# Tutorial: Calculate relationship matrices with rTASSEL

## Enter your notebook title here

**Objective**: Describe the objective here  
**Data**: Describe your data set here  
**User and contact**: Enter your name and contact here

### Table of contents
* [Notes](#Notes)
* [Libraries](#Libraries)
* [Data](#Data)
* [Analysis](#Analysis)
    + [Distance matrix](#Distance-matrix)
    + [Kinship matrix](#Kinship-matrix)
    + [Working with `TasselDistanceMatrix` objects](#Working-with-TasselDistanceMatrix-objects)
    + [Coerce a `TasselDistanceMatrix` into an R object](#Coerce-a-TasselDistanceMatrix-into-an-R-object)
* [References and additional resources](#References-and-additional-resources)

## Notes

This tutorial assumes: 
1. You already know how to load your data via a BrAPI database into rTASSEL and will inspect your data:
    - See 01_rTASSEL_load_data.brapi.ipynb on how to load files via BrAPI databases.

- Data
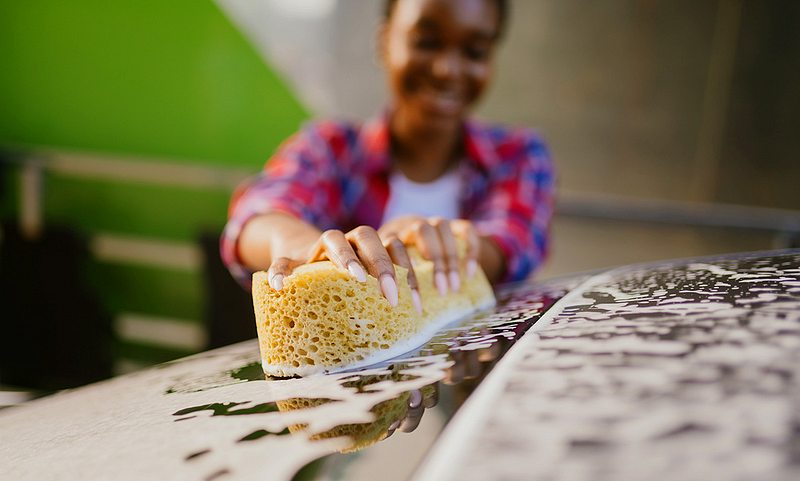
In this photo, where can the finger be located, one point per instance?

- Problem requirements
Return the rTASSEL relationship-matrix tutorial in full, word for word. The material has no role here.

- Answer area
# Tutorial: Calculate relationship matrices with rTASSEL

## Enter your notebook title here

**Objective**: Describe the objective here  
**Data**: Describe your data set here  
**User and contact**: Enter your name and contact here

### Table of contents
* [Notes](#Notes)
* [Libraries](#Libraries)
* [Data](#Data)
* [Analysis](#Analysis)
    + [Distance matrix](#Distance-matrix)
    + [Kinship matrix](#Kinship-matrix)
    + [Working with `TasselDistanceMatrix` objects](#Working-with-TasselDistanceMatrix-objects)
    + [Coerce a `TasselDistanceMatrix` into an R object](#Coerce-a-TasselDistanceMatrix-into-an-R-object)
* [References and additional resources](#References-and-additional-resources)

## Notes

This tutorial assumes: 
1. You already know how to load your data via a BrAPI database into rTASSEL and will inspect your data:
    - See 01_rTASSEL_load_data.brapi.ipynb on how to load files via BrAPI databases.